## SET PROBLEM
Decide whether each statement below agrees with the Google Colab text, answering yes or no and quoting the deciding words of the text. 1. Progress synced to Google Drive uses one input folder per project. 2. Uploading a notebook to Colab works without any rclone setup. 3. The example usage names the job "example-job".

## TEXT BLOCK
Easier Data Science with Google Colab

Makes using Google Colab feel more like a job queue.

Check example notebook on Colab

Functions:

Quickly clone and install dependencies of your project.
Periodically sync back your progress to google drive (one input folder per project, one output folder per project/job)
Run many sub-jobs in the background (like fork-ing before GPU allocation, to free GPU resources after each experiment)
Stop notebook execution at specified line (like sys.exit for notebooks)
Upload notebook to Colab with specified runtime allocation (requires properly configured rclone remote)

Example usage:

!pip install git+https://github.com/matbb/boost_colab.git
import boost_colab

if True:
    import logging
    boost_colab.set_logging(logging.DEBUG)

job_name = "test-job"
data_project, data_job = boost_colab.initialize(
  git_url="https://github.com/matbb/boost_colab.git",
  job_name=job_name,
)

(Image object location records)

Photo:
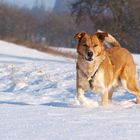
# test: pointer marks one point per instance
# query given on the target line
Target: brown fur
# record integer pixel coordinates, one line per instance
(109, 68)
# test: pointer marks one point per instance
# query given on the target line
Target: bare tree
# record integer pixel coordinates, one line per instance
(118, 17)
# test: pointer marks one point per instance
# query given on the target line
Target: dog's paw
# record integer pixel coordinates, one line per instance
(87, 103)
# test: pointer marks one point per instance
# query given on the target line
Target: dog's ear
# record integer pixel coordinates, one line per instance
(79, 35)
(101, 35)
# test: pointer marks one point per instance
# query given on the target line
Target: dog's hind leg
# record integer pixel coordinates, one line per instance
(83, 100)
(132, 87)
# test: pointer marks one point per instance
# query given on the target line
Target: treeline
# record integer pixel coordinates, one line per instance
(120, 18)
(37, 25)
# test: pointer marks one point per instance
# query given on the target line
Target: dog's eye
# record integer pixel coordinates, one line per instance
(85, 45)
(95, 45)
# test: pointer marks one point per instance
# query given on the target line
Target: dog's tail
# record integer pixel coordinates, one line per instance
(110, 41)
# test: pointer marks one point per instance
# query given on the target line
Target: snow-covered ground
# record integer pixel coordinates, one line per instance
(37, 101)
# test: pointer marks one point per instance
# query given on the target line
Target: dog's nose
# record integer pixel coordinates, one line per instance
(89, 54)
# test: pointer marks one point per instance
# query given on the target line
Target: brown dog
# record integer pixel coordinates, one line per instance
(103, 70)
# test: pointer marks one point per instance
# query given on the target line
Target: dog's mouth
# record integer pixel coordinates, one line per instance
(89, 59)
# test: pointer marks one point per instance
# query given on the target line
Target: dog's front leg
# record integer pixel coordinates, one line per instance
(105, 98)
(83, 100)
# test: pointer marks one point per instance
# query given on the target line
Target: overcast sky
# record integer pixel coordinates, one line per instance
(29, 3)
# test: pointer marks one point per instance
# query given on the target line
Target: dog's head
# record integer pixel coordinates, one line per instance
(90, 46)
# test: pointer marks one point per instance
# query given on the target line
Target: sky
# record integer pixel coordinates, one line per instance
(30, 3)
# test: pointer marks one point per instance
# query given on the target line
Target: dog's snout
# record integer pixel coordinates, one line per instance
(89, 54)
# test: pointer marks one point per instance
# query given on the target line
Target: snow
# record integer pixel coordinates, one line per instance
(37, 101)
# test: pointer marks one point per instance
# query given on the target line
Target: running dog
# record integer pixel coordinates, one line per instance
(102, 70)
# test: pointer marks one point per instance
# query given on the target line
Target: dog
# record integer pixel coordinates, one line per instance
(103, 70)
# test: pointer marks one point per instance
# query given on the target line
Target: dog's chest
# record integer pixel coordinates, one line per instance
(98, 82)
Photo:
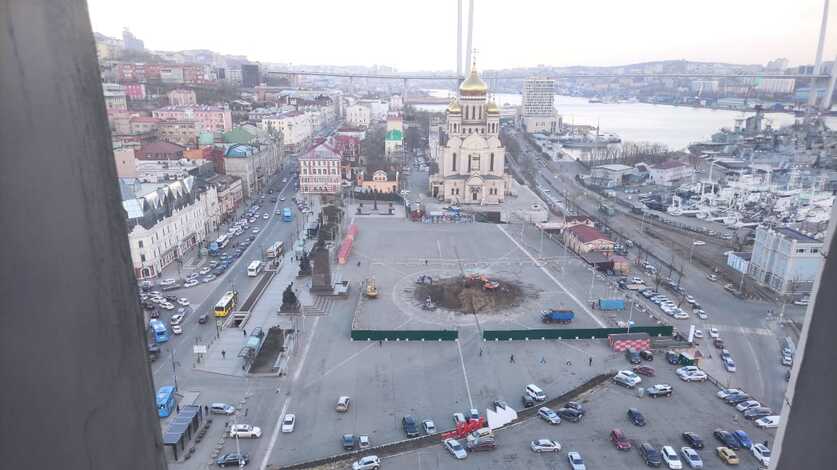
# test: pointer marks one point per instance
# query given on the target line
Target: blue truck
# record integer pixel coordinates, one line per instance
(611, 304)
(557, 316)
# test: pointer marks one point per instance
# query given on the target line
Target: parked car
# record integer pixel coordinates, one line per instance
(619, 440)
(232, 459)
(693, 440)
(659, 390)
(545, 445)
(671, 458)
(691, 457)
(727, 455)
(245, 431)
(455, 448)
(726, 438)
(576, 461)
(370, 462)
(548, 415)
(636, 417)
(650, 455)
(408, 423)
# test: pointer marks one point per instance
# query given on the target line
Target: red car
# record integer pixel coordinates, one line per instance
(619, 440)
(645, 370)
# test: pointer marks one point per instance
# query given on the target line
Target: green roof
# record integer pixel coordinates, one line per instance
(238, 136)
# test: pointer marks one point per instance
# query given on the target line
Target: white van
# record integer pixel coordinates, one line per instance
(535, 392)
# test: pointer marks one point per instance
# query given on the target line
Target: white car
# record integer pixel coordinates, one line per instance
(455, 448)
(545, 445)
(576, 461)
(691, 457)
(761, 453)
(671, 459)
(627, 378)
(723, 393)
(370, 462)
(288, 422)
(245, 431)
(747, 404)
(768, 422)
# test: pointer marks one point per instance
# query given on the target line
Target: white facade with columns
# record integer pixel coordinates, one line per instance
(472, 165)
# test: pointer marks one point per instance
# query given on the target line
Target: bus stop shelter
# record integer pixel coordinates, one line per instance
(181, 430)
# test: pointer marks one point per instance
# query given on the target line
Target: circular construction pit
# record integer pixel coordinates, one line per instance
(468, 294)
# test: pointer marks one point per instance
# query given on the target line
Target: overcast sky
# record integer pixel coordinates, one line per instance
(421, 35)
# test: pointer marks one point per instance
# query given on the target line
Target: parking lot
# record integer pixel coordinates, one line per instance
(693, 407)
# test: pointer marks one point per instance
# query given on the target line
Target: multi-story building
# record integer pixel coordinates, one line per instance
(164, 224)
(669, 172)
(539, 105)
(182, 132)
(785, 260)
(358, 116)
(319, 171)
(182, 97)
(472, 169)
(253, 164)
(208, 118)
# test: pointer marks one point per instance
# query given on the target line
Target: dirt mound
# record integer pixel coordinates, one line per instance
(467, 295)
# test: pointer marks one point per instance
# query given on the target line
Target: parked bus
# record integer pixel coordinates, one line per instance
(165, 401)
(255, 268)
(275, 250)
(226, 304)
(161, 334)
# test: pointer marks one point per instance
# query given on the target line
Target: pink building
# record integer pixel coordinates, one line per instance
(319, 171)
(208, 118)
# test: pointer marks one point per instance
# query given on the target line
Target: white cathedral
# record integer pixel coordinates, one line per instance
(472, 166)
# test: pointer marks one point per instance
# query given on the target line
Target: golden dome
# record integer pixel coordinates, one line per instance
(473, 85)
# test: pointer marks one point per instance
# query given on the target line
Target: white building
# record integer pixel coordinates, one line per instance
(538, 106)
(472, 166)
(358, 116)
(669, 172)
(165, 224)
(319, 171)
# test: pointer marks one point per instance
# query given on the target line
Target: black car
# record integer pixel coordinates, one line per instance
(570, 414)
(632, 355)
(652, 456)
(636, 417)
(726, 438)
(232, 459)
(410, 426)
(694, 441)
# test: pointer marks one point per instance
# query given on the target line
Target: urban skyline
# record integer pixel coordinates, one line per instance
(713, 34)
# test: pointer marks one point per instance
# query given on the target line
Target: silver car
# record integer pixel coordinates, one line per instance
(455, 448)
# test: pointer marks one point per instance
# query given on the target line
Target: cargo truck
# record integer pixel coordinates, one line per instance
(557, 316)
(611, 304)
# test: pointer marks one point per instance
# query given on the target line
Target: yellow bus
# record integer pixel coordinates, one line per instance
(226, 304)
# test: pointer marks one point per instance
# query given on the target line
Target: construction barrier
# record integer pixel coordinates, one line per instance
(571, 333)
(404, 335)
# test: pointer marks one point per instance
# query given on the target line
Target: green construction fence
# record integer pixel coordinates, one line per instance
(573, 333)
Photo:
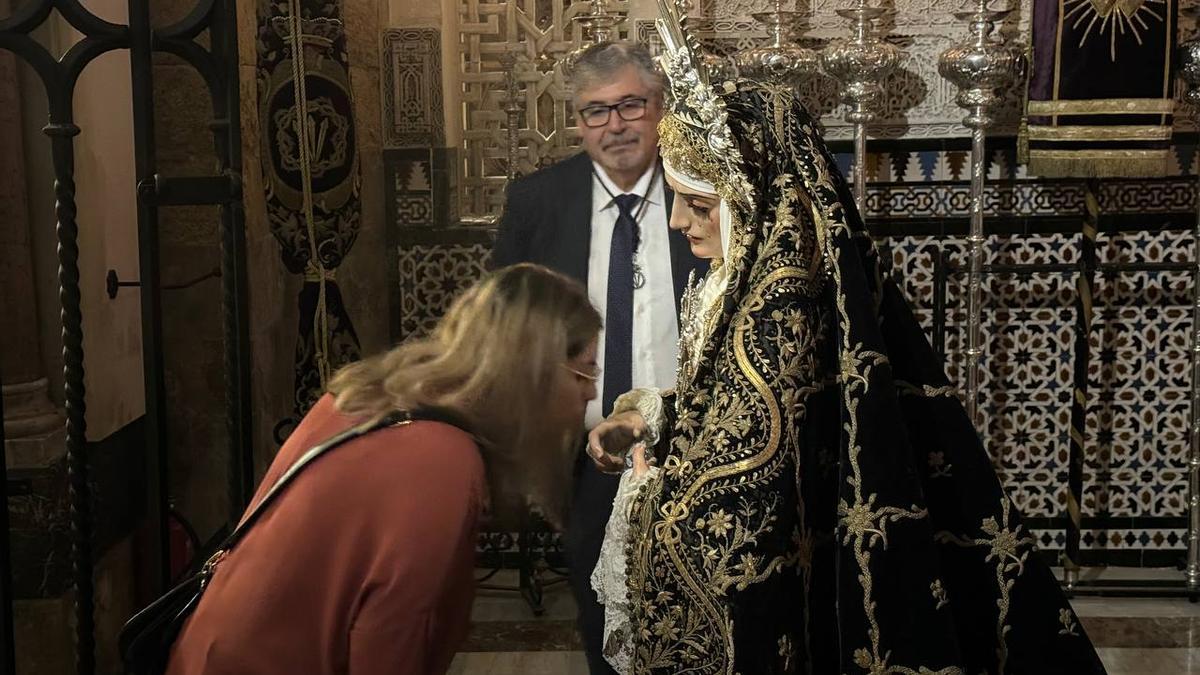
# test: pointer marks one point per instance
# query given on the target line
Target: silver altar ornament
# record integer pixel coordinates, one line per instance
(783, 60)
(978, 67)
(981, 65)
(599, 24)
(861, 64)
(1188, 58)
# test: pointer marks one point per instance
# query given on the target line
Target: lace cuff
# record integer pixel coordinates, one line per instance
(648, 402)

## ANSWER TO THE TASK
1. Yes: "one input folder per project"
2. No: "requires properly configured rclone remote"
3. No: job_name = "test-job"